Pull out every line of the items below that contains the string "bark", matching case exactly.

--- start ---

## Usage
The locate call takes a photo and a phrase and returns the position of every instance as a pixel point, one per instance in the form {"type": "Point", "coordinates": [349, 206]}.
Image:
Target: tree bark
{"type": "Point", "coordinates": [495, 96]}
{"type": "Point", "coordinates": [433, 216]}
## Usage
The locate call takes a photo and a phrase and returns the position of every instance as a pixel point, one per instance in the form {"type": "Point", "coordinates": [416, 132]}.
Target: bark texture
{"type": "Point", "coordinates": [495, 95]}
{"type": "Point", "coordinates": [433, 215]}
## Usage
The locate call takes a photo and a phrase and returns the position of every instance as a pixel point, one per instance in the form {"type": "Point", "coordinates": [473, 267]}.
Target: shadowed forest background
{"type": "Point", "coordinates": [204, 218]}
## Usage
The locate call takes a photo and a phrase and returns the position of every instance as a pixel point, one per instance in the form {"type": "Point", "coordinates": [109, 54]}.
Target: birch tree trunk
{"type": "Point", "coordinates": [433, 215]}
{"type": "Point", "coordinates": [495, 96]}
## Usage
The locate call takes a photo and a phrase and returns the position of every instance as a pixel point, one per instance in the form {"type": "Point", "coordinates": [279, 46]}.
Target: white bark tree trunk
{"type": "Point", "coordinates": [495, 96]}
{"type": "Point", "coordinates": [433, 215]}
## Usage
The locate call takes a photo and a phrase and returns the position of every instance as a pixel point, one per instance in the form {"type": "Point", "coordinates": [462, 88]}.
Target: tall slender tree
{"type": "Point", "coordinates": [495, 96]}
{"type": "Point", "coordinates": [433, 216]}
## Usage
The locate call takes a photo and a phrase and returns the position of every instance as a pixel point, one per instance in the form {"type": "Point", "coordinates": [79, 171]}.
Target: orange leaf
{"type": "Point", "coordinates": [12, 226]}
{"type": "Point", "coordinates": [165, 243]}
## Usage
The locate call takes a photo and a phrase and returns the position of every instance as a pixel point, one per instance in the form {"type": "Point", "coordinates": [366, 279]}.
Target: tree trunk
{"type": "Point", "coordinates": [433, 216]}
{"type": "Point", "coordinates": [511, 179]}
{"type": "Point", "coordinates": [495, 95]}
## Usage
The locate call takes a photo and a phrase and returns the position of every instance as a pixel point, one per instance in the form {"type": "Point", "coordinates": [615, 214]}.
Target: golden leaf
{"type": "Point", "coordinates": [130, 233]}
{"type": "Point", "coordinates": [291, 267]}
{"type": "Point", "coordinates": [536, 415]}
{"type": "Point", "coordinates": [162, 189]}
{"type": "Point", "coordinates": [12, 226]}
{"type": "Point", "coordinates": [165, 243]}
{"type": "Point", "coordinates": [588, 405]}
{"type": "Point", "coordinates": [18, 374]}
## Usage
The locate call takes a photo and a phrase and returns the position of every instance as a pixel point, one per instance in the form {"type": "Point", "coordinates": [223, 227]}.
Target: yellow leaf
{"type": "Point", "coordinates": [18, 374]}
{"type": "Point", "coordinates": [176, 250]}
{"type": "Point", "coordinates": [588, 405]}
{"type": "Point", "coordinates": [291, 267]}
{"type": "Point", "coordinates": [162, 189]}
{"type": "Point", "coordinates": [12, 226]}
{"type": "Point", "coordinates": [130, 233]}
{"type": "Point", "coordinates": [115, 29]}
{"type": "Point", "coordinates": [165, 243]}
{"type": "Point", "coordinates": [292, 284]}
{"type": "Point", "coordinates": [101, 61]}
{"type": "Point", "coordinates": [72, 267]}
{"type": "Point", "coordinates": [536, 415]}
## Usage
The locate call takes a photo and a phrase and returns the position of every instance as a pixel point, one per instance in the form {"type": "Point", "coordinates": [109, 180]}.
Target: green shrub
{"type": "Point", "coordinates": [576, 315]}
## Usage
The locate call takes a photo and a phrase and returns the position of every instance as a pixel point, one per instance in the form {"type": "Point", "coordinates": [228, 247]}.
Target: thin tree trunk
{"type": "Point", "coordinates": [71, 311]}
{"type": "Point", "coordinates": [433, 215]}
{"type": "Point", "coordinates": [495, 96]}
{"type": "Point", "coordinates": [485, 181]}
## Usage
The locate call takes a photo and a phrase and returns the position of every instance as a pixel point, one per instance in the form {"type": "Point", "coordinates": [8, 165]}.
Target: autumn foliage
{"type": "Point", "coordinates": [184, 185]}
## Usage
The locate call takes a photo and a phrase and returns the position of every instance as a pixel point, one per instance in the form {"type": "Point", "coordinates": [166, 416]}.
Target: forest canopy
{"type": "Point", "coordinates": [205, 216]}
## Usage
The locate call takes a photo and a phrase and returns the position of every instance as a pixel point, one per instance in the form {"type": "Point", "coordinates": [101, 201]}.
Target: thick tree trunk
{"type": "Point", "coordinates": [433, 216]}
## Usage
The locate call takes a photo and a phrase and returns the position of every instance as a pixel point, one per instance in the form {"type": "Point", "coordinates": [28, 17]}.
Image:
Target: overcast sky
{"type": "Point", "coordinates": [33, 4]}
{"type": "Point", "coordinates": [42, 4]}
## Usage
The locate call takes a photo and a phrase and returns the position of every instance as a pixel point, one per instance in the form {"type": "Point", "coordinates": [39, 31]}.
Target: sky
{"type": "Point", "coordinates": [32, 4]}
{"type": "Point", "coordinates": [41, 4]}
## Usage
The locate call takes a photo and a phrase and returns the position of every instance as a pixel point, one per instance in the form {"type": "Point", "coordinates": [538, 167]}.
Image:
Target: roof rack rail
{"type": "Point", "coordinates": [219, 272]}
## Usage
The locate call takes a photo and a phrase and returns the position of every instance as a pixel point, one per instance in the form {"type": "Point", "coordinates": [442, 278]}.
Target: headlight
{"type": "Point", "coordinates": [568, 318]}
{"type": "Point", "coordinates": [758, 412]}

--- end ---

### RESPONSE TO THE TASK:
Target: tree bark
Target: bark texture
Target: white bark tree trunk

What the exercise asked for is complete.